● Problem: Update the records below by changing every "Traffic camera analysis" to "Food photo analysis", keeping every other character unchanged.
======== Information provided ========
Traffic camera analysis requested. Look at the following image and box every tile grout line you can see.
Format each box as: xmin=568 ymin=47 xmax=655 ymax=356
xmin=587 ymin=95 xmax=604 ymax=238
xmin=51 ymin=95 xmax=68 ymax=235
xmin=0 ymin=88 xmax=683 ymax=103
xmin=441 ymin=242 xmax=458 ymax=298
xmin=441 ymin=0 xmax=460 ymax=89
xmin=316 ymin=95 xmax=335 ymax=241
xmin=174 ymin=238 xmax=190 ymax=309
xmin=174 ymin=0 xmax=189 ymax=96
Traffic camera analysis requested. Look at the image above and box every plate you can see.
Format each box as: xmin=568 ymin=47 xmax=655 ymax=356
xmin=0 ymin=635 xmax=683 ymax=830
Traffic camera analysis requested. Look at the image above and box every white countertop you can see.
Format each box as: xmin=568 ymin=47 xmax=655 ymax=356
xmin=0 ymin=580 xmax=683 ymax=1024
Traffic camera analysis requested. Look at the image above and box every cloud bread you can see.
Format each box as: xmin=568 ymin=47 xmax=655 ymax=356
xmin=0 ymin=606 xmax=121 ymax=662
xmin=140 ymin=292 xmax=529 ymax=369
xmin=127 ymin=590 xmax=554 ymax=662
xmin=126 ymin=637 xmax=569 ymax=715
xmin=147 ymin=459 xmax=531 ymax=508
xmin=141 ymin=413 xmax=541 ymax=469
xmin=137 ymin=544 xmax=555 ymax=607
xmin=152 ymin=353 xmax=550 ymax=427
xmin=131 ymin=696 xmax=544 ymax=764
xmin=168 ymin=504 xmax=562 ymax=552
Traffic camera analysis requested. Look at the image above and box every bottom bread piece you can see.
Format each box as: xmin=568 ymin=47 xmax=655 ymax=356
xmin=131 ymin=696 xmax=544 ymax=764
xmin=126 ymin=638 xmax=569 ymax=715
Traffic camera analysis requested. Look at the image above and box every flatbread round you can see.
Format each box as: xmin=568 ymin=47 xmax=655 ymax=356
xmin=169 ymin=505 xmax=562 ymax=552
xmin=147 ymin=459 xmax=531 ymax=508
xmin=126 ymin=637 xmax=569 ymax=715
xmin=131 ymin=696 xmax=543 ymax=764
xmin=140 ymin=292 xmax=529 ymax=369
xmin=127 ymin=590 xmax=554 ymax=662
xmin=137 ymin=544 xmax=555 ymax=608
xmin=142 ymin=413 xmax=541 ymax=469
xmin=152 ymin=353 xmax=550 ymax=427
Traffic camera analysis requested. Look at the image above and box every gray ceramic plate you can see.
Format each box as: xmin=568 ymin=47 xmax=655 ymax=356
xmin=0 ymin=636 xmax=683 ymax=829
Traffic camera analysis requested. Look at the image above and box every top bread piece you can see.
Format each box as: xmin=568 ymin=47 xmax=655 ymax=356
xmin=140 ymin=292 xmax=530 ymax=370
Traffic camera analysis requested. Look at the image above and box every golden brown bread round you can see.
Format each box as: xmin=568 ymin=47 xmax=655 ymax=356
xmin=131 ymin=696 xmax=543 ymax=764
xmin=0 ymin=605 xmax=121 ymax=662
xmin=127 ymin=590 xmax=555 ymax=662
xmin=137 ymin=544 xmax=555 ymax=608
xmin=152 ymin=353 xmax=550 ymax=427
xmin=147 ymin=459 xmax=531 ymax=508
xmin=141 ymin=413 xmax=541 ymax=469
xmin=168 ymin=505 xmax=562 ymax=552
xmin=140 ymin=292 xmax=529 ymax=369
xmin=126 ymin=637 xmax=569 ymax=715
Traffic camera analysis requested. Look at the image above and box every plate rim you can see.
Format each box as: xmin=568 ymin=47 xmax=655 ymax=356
========
● The response:
Food photo analysis requested. Look at the following image and box every tile grout line you can see.
Format each box as: xmin=568 ymin=47 xmax=655 ymax=356
xmin=587 ymin=95 xmax=604 ymax=238
xmin=51 ymin=95 xmax=68 ymax=235
xmin=0 ymin=88 xmax=683 ymax=103
xmin=441 ymin=242 xmax=458 ymax=298
xmin=441 ymin=0 xmax=460 ymax=89
xmin=316 ymin=95 xmax=335 ymax=241
xmin=174 ymin=238 xmax=190 ymax=309
xmin=174 ymin=0 xmax=189 ymax=96
Food photo analysis requested. Look at the image above and box every plate you can see.
Format each box as: xmin=568 ymin=47 xmax=655 ymax=356
xmin=0 ymin=635 xmax=683 ymax=830
Food photo analysis requested. Look at the image above and box every white countertop you can see.
Format each box as: xmin=568 ymin=47 xmax=655 ymax=356
xmin=0 ymin=580 xmax=683 ymax=1024
Food photo analysis requested. Look at the image above and box every cloud bread you can see.
Format each box as: xmin=568 ymin=47 xmax=655 ymax=356
xmin=0 ymin=606 xmax=121 ymax=662
xmin=140 ymin=292 xmax=529 ymax=369
xmin=127 ymin=590 xmax=554 ymax=662
xmin=126 ymin=637 xmax=569 ymax=715
xmin=147 ymin=459 xmax=531 ymax=508
xmin=141 ymin=413 xmax=541 ymax=469
xmin=137 ymin=544 xmax=555 ymax=607
xmin=152 ymin=353 xmax=550 ymax=427
xmin=131 ymin=696 xmax=544 ymax=764
xmin=168 ymin=504 xmax=562 ymax=552
Food photo analysis requested. Look at the image above and box every bottom bread piece you can see.
Format each box as: xmin=568 ymin=47 xmax=655 ymax=356
xmin=131 ymin=696 xmax=544 ymax=764
xmin=126 ymin=638 xmax=569 ymax=715
Food photo analysis requested. Look at the image above and box every flatbread round you can see.
Format each box as: xmin=568 ymin=47 xmax=655 ymax=356
xmin=169 ymin=505 xmax=562 ymax=552
xmin=147 ymin=459 xmax=531 ymax=508
xmin=126 ymin=637 xmax=569 ymax=715
xmin=131 ymin=696 xmax=543 ymax=764
xmin=140 ymin=292 xmax=529 ymax=369
xmin=127 ymin=590 xmax=554 ymax=662
xmin=137 ymin=544 xmax=555 ymax=608
xmin=142 ymin=413 xmax=541 ymax=469
xmin=152 ymin=353 xmax=550 ymax=427
Food photo analysis requested. Look at the image above and box every gray ceramic plate you can see.
Format each box as: xmin=568 ymin=47 xmax=655 ymax=356
xmin=0 ymin=636 xmax=683 ymax=829
Food photo analysis requested. Look at the image above and box every top bread piece you can see.
Format each box as: xmin=568 ymin=47 xmax=655 ymax=356
xmin=140 ymin=292 xmax=530 ymax=370
Food photo analysis requested. Look at the image above and box every golden brown bread round you can see.
Format each box as: xmin=568 ymin=47 xmax=655 ymax=356
xmin=131 ymin=696 xmax=543 ymax=764
xmin=0 ymin=605 xmax=121 ymax=662
xmin=127 ymin=590 xmax=555 ymax=662
xmin=137 ymin=544 xmax=555 ymax=608
xmin=152 ymin=353 xmax=550 ymax=427
xmin=147 ymin=459 xmax=531 ymax=508
xmin=141 ymin=413 xmax=541 ymax=469
xmin=168 ymin=505 xmax=562 ymax=552
xmin=140 ymin=292 xmax=529 ymax=369
xmin=126 ymin=637 xmax=569 ymax=715
Food photo analysis requested. Look at the image above and box every plate rim you can see.
Format each box as: xmin=568 ymin=47 xmax=655 ymax=356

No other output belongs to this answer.